Information given:
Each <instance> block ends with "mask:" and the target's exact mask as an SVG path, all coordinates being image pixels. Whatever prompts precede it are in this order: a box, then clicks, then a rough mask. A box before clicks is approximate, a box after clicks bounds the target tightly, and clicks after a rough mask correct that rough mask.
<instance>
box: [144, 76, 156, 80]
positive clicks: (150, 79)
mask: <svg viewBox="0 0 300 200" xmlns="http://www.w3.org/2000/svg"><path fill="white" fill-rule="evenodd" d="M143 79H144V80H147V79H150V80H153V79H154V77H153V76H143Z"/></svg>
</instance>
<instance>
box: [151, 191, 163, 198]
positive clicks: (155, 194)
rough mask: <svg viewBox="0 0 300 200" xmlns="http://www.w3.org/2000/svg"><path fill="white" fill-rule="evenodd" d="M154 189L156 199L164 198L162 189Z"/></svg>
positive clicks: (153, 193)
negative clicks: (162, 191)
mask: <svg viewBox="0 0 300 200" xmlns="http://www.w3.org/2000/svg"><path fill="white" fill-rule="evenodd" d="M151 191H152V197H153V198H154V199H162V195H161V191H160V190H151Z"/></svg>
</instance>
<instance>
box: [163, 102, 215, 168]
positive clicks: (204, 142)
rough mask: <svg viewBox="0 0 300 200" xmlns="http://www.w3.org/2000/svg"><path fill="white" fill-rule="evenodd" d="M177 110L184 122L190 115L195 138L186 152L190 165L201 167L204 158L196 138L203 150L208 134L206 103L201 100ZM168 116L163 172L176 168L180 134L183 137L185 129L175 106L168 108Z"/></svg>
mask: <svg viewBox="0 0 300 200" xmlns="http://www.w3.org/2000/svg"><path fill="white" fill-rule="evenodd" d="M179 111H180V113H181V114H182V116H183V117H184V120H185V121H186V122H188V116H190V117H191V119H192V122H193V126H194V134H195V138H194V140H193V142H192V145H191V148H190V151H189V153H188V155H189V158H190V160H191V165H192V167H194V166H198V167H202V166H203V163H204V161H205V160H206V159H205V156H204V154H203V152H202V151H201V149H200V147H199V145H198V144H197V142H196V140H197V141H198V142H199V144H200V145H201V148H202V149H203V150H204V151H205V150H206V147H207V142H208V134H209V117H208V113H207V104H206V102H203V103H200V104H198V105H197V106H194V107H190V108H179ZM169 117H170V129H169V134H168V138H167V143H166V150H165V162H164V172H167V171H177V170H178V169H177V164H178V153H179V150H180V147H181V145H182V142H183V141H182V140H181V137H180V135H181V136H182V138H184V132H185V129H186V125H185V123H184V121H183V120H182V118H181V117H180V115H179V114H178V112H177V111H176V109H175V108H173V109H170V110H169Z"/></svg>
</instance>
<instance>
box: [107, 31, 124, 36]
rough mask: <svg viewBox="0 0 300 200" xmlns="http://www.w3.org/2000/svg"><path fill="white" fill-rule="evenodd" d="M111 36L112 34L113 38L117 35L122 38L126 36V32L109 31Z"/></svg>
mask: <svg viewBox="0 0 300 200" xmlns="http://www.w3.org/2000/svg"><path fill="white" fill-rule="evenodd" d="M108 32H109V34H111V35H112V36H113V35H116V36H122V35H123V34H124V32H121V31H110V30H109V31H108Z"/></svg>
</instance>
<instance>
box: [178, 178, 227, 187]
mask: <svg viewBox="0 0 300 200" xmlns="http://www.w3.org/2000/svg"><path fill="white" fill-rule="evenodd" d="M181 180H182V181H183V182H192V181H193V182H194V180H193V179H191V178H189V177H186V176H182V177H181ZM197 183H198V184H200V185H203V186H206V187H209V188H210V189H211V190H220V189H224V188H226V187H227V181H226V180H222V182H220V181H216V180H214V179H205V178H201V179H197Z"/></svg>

Work request: Copy out every line of the material above, character for character.

Reply to the exercise:
Each <instance> block ends with "mask:" and the target's exact mask as an SVG path, all coordinates being image pixels. Whatever prompts precede it are in this order: a box, then clicks, then a rough mask. A box before clicks is approximate, a box after clicks bounds the target tightly, and clicks after a rough mask correct that rough mask.
<instance>
box: [144, 76, 156, 80]
positive clicks: (150, 79)
mask: <svg viewBox="0 0 300 200" xmlns="http://www.w3.org/2000/svg"><path fill="white" fill-rule="evenodd" d="M143 79H144V80H147V79H150V80H153V79H154V77H153V76H143Z"/></svg>
</instance>
<instance>
box: [151, 191, 163, 198]
positive clicks: (155, 194)
rough mask: <svg viewBox="0 0 300 200" xmlns="http://www.w3.org/2000/svg"><path fill="white" fill-rule="evenodd" d="M154 189L156 199L164 198L162 189Z"/></svg>
positive clicks: (153, 193)
negative clicks: (162, 191)
mask: <svg viewBox="0 0 300 200" xmlns="http://www.w3.org/2000/svg"><path fill="white" fill-rule="evenodd" d="M151 191H152V197H153V198H154V199H162V195H161V191H160V190H151Z"/></svg>
</instance>
<instance>
box: [163, 102, 215, 168]
positive clicks: (204, 142)
rough mask: <svg viewBox="0 0 300 200" xmlns="http://www.w3.org/2000/svg"><path fill="white" fill-rule="evenodd" d="M177 110L184 122L190 115L195 138L186 152L190 165L201 167L204 158L196 138L203 150L208 134L206 103L201 100ZM168 116L163 172L176 168L180 134L183 137L185 129L175 106L168 108Z"/></svg>
mask: <svg viewBox="0 0 300 200" xmlns="http://www.w3.org/2000/svg"><path fill="white" fill-rule="evenodd" d="M179 111H180V113H181V114H182V116H183V117H184V120H185V121H186V122H188V116H190V117H191V119H192V122H193V126H194V134H195V138H194V140H193V142H192V145H191V148H190V151H189V153H188V155H189V158H190V160H191V165H192V167H194V166H198V167H202V166H203V163H204V161H205V160H206V159H205V156H204V154H203V152H202V151H201V149H200V147H199V145H198V144H197V142H196V140H197V141H198V142H199V144H200V145H201V148H202V149H203V150H204V151H205V150H206V147H207V142H208V134H209V117H208V113H207V104H206V102H203V103H200V104H198V105H197V106H194V107H190V108H179ZM169 117H170V129H169V134H168V138H167V143H166V150H165V162H164V172H167V171H177V170H178V169H177V164H178V153H179V150H180V147H181V145H182V142H183V141H182V140H181V137H180V135H181V136H182V138H184V132H185V129H186V125H185V123H184V121H183V120H182V118H181V117H180V115H179V114H178V112H177V111H176V109H175V108H173V109H170V110H169Z"/></svg>
</instance>
<instance>
box: [107, 31, 124, 36]
rough mask: <svg viewBox="0 0 300 200" xmlns="http://www.w3.org/2000/svg"><path fill="white" fill-rule="evenodd" d="M111 36L112 34L113 38L117 35L122 38L126 36V32L109 31Z"/></svg>
mask: <svg viewBox="0 0 300 200" xmlns="http://www.w3.org/2000/svg"><path fill="white" fill-rule="evenodd" d="M108 32H109V34H111V35H112V36H113V35H116V36H122V35H123V34H124V32H121V31H110V30H109V31H108Z"/></svg>
</instance>
<instance>
box: [178, 178, 227, 187]
mask: <svg viewBox="0 0 300 200" xmlns="http://www.w3.org/2000/svg"><path fill="white" fill-rule="evenodd" d="M181 180H182V181H183V182H192V181H193V182H194V180H193V179H191V178H189V177H186V176H182V177H181ZM197 183H198V184H200V185H203V186H206V187H209V188H210V189H211V190H220V189H224V188H226V187H227V181H226V180H222V182H220V181H216V180H214V179H205V178H201V179H197Z"/></svg>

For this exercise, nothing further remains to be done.